_Work to be completed:_ Extract each line of the material that follows exactly and omit its pictures.

--- Exercise material ---

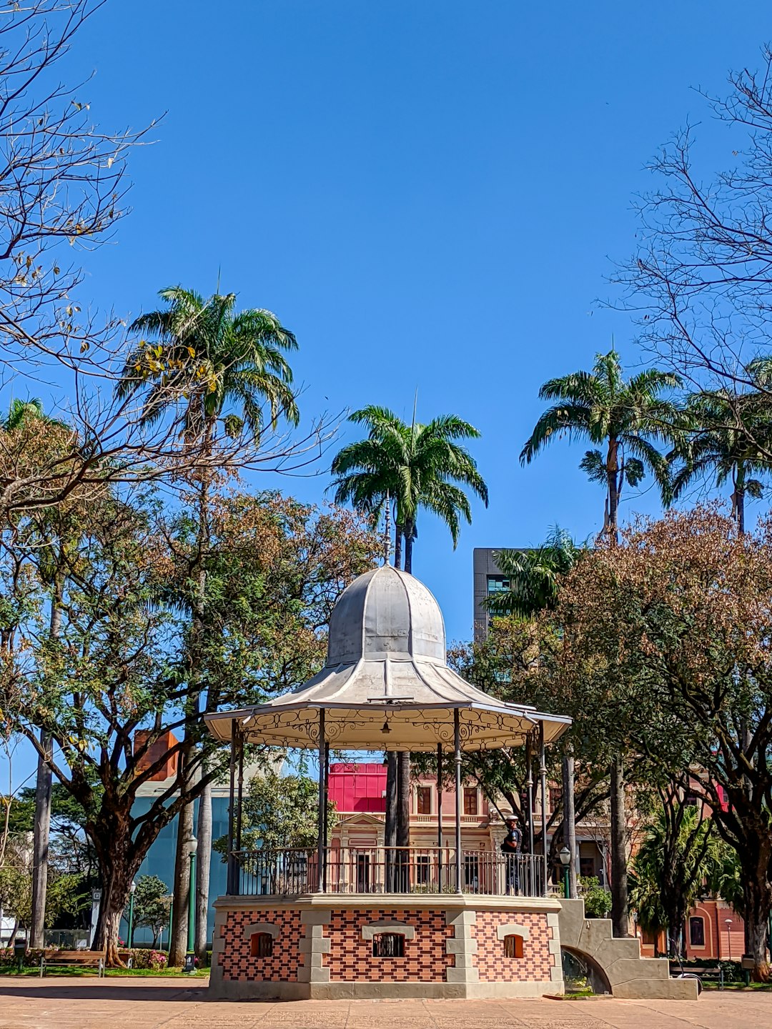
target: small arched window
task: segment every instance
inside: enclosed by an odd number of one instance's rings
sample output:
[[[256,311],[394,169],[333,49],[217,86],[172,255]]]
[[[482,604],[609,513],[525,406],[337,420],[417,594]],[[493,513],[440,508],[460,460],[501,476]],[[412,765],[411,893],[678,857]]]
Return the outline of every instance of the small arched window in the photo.
[[[377,932],[373,936],[374,958],[403,958],[405,936],[400,932]]]
[[[270,958],[274,953],[274,937],[270,932],[253,932],[249,937],[249,954],[253,958]]]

---

_Output below:_
target: small arched window
task: segment every instance
inside: enclosed by an odd number of one instance's rings
sample output:
[[[256,311],[394,169],[333,49],[217,86],[172,255]]]
[[[482,604],[609,513],[525,406],[337,420],[417,594]],[[493,513],[440,508],[460,460],[501,476]],[[412,765],[411,893],[678,857]]]
Return the outline of every instance of the small arched window in the photo.
[[[377,932],[373,936],[374,958],[403,958],[405,936],[400,932]]]
[[[270,958],[274,953],[274,937],[270,932],[253,932],[249,937],[249,954],[253,958]]]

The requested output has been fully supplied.